### SET TASK A
Echo the article on the Panama Canal expansion word for word, everything from "While the project" down to "to Biscayne Bay.".

### EXCERPTED TEXT
+===+

Panama Canal expansion drives Miami industrial market

The Panama Canal

The expansion of the Panama Canal, a move that will mean the arrival of so-called super-ships to the Port of Miami, is helping to drive investment in Miami’s industrial market.

While the project won’t be finished until 2014, the canal is casting a large shadow on the sector — and could ultimately bring new industrial space to the area.

“I think it’s very much on the minds of investors,” said Greg Zeifman, senior associate at Marcus & Millichap. “I’m seeing investors, especially the institutional crowd, being very bullish on the Miami industrial sector, and I think that’s one of many reasons.”

The optimism is contingent, however, on the re-dredging of the Port of Miami, which will allow these super-ships, larger ships that are too wide and long for the canal as it was currently sized, to head to Biscayne Bay.

Governor Rick Scott’s office announced it would fully fund the approximately $180 million project, which it began studying at the end of 2010.

+===+

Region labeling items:
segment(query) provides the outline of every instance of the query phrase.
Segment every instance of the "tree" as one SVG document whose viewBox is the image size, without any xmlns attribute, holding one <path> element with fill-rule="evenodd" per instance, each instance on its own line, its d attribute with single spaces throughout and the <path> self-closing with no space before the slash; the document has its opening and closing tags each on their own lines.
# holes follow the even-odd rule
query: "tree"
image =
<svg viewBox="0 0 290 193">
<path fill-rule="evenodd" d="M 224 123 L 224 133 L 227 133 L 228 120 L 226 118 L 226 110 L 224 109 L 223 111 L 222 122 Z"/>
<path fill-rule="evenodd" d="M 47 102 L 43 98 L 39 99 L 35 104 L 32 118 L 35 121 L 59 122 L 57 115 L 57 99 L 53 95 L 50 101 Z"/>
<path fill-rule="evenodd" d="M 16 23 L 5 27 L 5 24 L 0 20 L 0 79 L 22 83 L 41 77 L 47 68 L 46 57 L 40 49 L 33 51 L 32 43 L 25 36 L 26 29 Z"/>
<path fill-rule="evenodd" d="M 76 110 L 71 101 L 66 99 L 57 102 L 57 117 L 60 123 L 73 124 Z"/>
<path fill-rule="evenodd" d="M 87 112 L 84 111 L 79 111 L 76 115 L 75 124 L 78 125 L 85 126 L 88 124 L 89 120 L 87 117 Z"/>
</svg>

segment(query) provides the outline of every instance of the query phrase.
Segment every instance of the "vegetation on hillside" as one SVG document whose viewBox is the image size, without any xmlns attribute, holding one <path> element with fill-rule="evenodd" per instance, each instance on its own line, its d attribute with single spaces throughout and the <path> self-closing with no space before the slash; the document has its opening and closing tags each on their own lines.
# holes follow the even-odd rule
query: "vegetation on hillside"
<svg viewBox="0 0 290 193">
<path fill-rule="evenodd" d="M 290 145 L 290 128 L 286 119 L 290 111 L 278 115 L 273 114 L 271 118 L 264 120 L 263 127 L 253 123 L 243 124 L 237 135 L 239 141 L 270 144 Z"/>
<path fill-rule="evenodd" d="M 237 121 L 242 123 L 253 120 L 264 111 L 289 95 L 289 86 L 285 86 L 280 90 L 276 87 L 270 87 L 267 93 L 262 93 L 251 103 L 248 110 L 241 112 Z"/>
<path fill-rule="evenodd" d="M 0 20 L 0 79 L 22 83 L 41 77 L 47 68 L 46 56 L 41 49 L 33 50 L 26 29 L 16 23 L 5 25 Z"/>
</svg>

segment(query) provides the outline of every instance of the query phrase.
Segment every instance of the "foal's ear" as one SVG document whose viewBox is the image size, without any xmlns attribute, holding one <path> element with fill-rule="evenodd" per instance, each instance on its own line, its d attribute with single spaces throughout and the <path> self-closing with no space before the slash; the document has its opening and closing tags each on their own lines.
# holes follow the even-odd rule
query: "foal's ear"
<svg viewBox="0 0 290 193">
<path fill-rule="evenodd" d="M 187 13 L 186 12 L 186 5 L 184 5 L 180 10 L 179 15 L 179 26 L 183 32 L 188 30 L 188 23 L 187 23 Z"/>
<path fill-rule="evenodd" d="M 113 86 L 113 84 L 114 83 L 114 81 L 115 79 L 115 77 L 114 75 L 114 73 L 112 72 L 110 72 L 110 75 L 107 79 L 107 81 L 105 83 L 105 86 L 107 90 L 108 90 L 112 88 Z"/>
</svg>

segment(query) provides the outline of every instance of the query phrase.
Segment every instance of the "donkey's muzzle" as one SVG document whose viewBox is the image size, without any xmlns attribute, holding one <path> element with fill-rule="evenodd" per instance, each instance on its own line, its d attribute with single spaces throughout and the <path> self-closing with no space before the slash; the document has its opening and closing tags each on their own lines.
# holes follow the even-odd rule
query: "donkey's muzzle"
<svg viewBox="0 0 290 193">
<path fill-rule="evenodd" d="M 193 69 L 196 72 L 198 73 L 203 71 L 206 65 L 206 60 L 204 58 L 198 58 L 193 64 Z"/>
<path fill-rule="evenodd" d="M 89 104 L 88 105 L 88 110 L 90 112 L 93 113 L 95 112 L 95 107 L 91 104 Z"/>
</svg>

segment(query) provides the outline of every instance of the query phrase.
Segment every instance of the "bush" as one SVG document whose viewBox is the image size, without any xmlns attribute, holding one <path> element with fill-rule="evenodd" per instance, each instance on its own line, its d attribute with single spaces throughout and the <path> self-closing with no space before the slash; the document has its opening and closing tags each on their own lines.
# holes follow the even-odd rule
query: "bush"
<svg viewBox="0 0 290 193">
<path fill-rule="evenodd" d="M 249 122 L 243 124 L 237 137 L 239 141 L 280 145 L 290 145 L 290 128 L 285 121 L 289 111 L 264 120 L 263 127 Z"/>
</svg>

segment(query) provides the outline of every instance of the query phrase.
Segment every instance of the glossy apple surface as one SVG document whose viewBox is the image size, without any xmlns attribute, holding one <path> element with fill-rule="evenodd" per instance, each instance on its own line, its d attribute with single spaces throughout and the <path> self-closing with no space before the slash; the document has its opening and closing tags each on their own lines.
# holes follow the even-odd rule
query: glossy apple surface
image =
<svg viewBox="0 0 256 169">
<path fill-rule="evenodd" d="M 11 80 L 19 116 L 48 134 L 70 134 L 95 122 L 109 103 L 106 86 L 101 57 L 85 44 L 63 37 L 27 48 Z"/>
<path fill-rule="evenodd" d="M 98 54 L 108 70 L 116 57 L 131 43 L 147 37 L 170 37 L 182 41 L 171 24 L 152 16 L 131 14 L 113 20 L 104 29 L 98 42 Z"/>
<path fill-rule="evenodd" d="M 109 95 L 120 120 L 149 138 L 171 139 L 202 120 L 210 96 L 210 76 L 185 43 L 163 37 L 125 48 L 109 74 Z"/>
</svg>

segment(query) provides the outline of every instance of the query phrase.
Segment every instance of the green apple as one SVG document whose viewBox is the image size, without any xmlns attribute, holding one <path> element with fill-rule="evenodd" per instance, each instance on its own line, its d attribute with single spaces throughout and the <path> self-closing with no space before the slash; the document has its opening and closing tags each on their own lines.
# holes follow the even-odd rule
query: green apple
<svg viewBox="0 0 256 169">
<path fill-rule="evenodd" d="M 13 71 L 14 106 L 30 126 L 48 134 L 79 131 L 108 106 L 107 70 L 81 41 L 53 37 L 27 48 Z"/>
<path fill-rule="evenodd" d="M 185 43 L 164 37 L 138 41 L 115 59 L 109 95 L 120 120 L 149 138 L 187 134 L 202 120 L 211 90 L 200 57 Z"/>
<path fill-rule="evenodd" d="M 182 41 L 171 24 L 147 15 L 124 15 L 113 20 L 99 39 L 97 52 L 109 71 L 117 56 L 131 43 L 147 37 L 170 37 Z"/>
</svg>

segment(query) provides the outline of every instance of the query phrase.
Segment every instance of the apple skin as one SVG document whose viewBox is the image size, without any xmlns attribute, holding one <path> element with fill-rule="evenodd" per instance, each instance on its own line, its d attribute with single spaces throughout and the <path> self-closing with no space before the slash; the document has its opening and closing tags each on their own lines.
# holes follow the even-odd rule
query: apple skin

+===+

### SET TASK B
State only how many lines of the records contain the string "tree".

### EXERCISE SOLUTION A
While the project won’t be finished until 2014, the canal is casting a large shadow on the sector — and could ultimately bring new industrial space to the area.

“I think it’s very much on the minds of investors,” said Greg Zeifman, senior associate at Marcus & Millichap. “I’m seeing investors, especially the institutional crowd, being very bullish on the Miami industrial sector, and I think that’s one of many reasons.”

The optimism is contingent, however, on the re-dredging of the Port of Miami, which will allow these super-ships, larger ships that are too wide and long for the canal as it was currently sized, to head to Biscayne Bay.

### EXERCISE SOLUTION B
2